# Problem:
Please answer these questions about the growth hacking passage below:
1. How does the growth team tag the hypotheses it writes into project management tools?
2. Which items does the rental service list as examples of what it rents?
3. How many times is the CTR expected to increase if the registration button is made larger?

# Document passage:
· · · · ·

This is how the growth hacking team board should looks like (This is only an ideal representation):
All ideas or hypotheses, growth team writes to any project management tools with tags, depending on which stage of the funnel these hypotheses will affect. After the rally, hypotheses are selected for implementation, and a sprint is planned.
Let’s imagine that we are working in the growth team of a company that is engaged in environmental innovation.
One of our products is a rental service for everything in the world: cars, furniture, light bulbs, appliances and so on. It’s like car sharing, just absolutely anything. We need to test the beginning of the funnel and generate ideas for hypotheses at the acquisition stage.
Here are some ideas for hypotheses. This is our list:
- If you make the registration button in the service larger, the CTR will increase 1.6 times;
- If you run creatives on social networks, the number of registrations will increase by 30%;
- If you offer the user a free subscription for three months to an HD-TV and a robot vacuum cleaner, after the subscription expires, he will renew it for a year.

· · · · ·

[Records from a dataset]
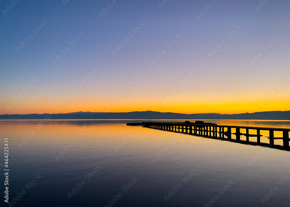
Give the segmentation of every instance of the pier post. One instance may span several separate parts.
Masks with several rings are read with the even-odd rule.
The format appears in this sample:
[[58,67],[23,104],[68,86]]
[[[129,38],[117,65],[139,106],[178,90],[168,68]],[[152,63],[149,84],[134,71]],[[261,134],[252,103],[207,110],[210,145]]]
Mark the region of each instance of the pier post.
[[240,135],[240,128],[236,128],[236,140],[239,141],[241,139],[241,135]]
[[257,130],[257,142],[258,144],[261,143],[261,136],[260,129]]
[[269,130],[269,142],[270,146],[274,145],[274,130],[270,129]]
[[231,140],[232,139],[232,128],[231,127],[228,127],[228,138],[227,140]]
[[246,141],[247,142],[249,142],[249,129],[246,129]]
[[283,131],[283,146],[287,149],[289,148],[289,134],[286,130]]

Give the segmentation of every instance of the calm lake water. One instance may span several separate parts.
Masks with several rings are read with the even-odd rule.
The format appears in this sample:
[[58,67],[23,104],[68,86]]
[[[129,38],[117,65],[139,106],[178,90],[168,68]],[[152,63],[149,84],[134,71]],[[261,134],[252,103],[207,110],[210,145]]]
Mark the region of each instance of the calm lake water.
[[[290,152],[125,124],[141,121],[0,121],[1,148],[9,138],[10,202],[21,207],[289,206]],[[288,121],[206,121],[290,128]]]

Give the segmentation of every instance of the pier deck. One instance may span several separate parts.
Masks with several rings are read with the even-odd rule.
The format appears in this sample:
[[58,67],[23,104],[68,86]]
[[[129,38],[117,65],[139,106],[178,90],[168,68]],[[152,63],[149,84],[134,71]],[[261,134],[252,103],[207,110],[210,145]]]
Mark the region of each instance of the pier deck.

· · · · ·

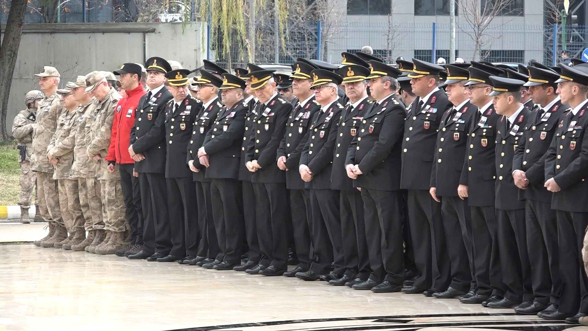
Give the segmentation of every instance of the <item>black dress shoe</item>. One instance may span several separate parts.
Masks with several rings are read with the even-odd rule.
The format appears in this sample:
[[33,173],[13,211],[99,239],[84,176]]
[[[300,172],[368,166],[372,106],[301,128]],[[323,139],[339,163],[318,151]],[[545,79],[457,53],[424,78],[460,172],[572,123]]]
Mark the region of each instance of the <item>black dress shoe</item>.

· · · · ·

# Reply to the task:
1. By the stage of the funnel the hypotheses will affect.
2. Cars, furniture, light bulbs, and appliances.
3. 1.6 times.